» Available records
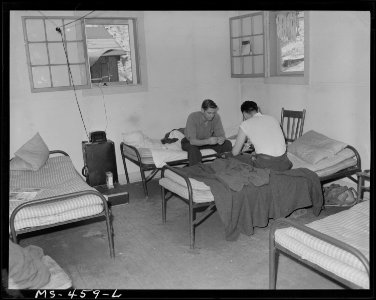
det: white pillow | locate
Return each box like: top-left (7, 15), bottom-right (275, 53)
top-left (168, 129), bottom-right (185, 142)
top-left (287, 130), bottom-right (347, 164)
top-left (122, 130), bottom-right (145, 147)
top-left (10, 132), bottom-right (50, 171)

» Set task
Copy the text of every item above word for word, and omit the pictures from your answer.

» Task answer
det: white pillow | locate
Return each box like: top-left (7, 15), bottom-right (275, 53)
top-left (168, 129), bottom-right (185, 142)
top-left (287, 130), bottom-right (347, 164)
top-left (122, 130), bottom-right (145, 147)
top-left (10, 132), bottom-right (50, 171)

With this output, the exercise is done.